* _Work instruction_
What lines below contain the word "mountain"? Please pull each one out.

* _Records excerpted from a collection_
[Start of Attachment]
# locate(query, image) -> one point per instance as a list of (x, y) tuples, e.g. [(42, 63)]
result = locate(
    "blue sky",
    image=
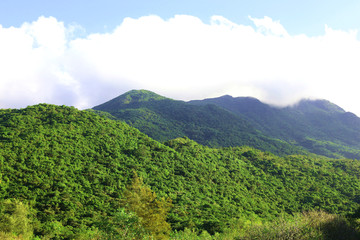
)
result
[(83, 53), (298, 17)]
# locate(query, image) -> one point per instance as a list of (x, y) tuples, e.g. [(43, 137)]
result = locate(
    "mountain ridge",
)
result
[(318, 126)]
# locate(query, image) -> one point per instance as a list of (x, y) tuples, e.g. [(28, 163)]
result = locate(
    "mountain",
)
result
[(317, 125), (70, 168), (164, 119)]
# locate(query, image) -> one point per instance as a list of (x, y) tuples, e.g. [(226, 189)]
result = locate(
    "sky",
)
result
[(83, 53)]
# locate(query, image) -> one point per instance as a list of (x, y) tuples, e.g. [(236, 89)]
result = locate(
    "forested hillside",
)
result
[(73, 174), (319, 126), (164, 119)]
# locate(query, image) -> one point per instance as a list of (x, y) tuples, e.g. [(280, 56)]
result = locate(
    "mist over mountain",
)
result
[(164, 119)]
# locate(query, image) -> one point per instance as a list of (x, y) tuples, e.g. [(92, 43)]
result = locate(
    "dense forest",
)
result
[(70, 174), (315, 126)]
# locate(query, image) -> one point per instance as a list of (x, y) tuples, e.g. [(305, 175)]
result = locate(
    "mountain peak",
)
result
[(307, 105), (130, 97), (139, 96)]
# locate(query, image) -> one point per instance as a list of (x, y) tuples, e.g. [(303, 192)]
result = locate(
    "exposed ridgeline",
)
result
[(164, 119), (71, 168), (319, 126)]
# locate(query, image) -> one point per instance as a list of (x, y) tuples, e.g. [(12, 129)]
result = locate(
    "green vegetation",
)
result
[(318, 126), (70, 174), (164, 119)]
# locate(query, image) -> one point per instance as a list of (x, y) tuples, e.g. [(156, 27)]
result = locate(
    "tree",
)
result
[(151, 211)]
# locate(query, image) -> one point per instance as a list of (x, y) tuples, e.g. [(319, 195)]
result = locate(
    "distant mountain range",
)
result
[(316, 126)]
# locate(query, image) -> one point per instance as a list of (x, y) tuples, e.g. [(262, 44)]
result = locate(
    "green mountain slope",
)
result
[(71, 167), (319, 126), (164, 119)]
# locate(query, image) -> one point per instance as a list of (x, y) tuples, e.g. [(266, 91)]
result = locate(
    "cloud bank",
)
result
[(182, 58)]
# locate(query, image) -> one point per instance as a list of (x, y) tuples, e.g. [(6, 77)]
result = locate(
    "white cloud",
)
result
[(181, 57)]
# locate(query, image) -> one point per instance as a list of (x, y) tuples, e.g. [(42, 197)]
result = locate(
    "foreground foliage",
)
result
[(70, 169)]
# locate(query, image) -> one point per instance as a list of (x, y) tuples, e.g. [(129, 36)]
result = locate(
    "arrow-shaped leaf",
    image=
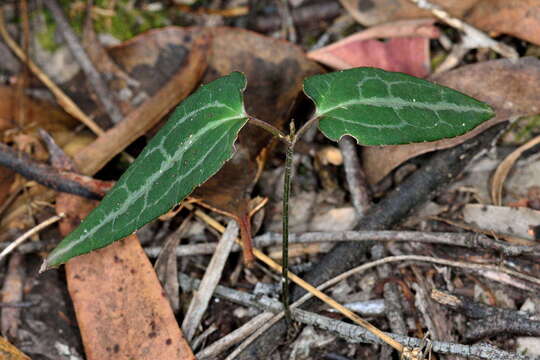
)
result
[(189, 149), (379, 107)]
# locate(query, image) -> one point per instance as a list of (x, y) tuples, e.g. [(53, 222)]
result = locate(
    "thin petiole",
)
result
[(304, 128), (285, 246)]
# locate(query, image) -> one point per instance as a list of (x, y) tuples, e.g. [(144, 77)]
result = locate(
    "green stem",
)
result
[(285, 245)]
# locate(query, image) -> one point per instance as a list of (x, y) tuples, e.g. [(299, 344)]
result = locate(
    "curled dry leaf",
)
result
[(511, 88), (502, 220), (520, 18), (407, 50)]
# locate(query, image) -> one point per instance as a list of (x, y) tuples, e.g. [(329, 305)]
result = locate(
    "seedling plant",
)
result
[(373, 106)]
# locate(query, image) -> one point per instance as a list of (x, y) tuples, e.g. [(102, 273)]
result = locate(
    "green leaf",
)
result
[(191, 147), (379, 107)]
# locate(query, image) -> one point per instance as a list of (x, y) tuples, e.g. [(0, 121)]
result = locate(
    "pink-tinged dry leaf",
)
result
[(520, 18), (407, 51), (121, 308), (511, 88), (504, 168)]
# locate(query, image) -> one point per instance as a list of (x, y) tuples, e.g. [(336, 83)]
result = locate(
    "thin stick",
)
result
[(479, 37), (308, 287), (200, 300), (305, 128), (101, 90), (355, 176), (28, 234), (285, 245), (467, 240), (44, 174), (216, 348), (271, 129), (69, 106)]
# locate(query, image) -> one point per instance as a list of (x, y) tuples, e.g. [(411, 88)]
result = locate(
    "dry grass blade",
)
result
[(63, 100), (29, 233), (202, 297), (504, 168)]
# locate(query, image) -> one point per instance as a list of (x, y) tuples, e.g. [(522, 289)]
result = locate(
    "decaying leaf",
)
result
[(504, 169), (119, 302), (192, 146), (10, 352), (407, 49), (275, 70), (173, 85), (378, 107), (511, 88)]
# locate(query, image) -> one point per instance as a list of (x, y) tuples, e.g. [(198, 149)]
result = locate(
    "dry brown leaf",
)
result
[(121, 308), (520, 18), (512, 88), (12, 292), (275, 71), (504, 169), (407, 50), (179, 83)]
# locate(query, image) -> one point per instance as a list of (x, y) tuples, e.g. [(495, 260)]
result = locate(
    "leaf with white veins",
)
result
[(379, 107), (191, 147)]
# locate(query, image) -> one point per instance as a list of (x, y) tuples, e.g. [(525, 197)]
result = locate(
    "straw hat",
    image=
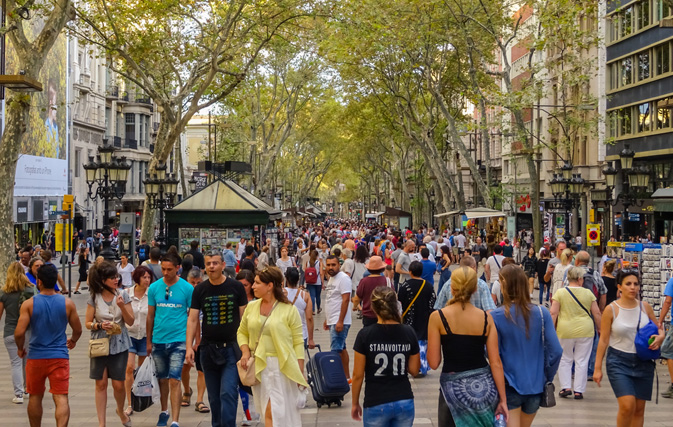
[End of Attachment]
* _Response to the task_
    "mountain ridge",
    "mountain",
    "mist over mountain",
    "mountain peak",
    "distant mountain range",
    "green mountain slope",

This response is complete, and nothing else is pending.